** TEXT EXCERPT follows **

The video contrasts the struggling quartz watches with thriving high-end mechanical watches, noting the challenge they face from smartwatches, which are integrated with users’ phones and computers. The segment also mentions the decline in brick-and-mortar sales, notably for Fossil, which had 152 retail locations and 121 outlet stores as of January 2021. Fossil’s response includes a four-point plan: boosting innovation and storytelling, enhancing its digital business, focusing on growth markets in India and China, and tightening its supply chain to reduce costs and improve competitiveness.
00:12:00
In this part of the video, the discussion centers on Fossil’s strategic initiatives and market positioning. Fossil initiated a multi-year restructuring plan in 2016 to fund investments in digital marketing and new products. By the third quarter of fiscal year 2019, the first stage of this plan saved $200 million. The second stage, called “New World Fossil 2.0,” focuses on reducing costs and emphasizing key growth markets, especially in Asia, and new product lines like connected watches. This stage generated $50 million in savings in early 2021.
Additionally, the video explores the potential for fashion brands to thrive in a market dominated by high-end timepieces and smartwatches. It cites examples like Olivia Burton and MVMT, the latter bought by the Movado Group, which succeeded through direct-to-consumer strategies and online marketing. Legacy brands like Timex, which reintroduced mechanical watches, also demonstrate how traditional brands can reengage enthusiasts.
The video concludes by discussing the competitive landscape, noting that three out of the top five watch brands in sales are exclusively smartwatch makers: Apple, Samsung, and Fitbit. These smartwatches can serve as a gateway for consumers into the broader world of watches, benefiting brands like Fossil that offer compelling products.
00:15:00
In this part of the video, it is highlighted that most smartwatch wearers are still open to purchasing traditional watches in the future. Fossil’s strategy focuses on revamping its business to ensure survival. However, it remains uncertain if Fossil can reverse its declining sales and attract customers who are interested in the latest products from major tech companies like Apple and Samsung.

** End of TEXT EXCERPT **
** DATA TO EXAMINE follows **

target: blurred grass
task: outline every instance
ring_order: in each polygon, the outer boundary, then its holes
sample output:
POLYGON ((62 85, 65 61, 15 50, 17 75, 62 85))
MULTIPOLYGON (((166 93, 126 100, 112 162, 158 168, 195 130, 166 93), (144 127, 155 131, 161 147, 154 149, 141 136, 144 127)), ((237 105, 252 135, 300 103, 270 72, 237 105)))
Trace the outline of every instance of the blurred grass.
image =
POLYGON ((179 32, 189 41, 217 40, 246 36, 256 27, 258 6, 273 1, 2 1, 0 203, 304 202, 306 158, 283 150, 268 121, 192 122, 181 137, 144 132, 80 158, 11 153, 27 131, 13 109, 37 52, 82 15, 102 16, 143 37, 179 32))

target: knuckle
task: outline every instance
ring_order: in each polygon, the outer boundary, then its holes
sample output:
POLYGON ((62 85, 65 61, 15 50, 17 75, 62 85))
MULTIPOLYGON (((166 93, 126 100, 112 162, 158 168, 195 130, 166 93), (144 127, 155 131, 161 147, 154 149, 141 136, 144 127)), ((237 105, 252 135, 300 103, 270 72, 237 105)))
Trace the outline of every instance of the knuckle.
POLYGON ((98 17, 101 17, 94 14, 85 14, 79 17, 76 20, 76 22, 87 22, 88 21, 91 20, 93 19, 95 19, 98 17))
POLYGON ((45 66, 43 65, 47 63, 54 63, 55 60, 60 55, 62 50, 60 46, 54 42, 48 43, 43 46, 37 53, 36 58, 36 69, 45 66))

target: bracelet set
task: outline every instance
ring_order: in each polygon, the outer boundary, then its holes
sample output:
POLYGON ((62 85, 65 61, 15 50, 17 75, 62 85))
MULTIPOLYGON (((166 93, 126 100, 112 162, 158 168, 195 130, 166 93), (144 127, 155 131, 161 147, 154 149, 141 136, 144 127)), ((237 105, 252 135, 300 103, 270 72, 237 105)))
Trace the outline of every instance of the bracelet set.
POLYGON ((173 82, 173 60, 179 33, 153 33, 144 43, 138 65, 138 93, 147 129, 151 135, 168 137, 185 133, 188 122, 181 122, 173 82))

** End of DATA TO EXAMINE **

§ THE TASK: Translate this sentence from the summary of the video on Fossil into Spanish: "Fossil initiated a multi-year restructuring plan in 2016 to fund investments in digital marketing and new products." These rows come from a separate source unrelated to the text on Fossil watches.

§ RESPONSE TO THIS TASK: Fossil inició en 2016 un plan de reestructuración plurianual para financiar inversiones en marketing digital y nuevos productos.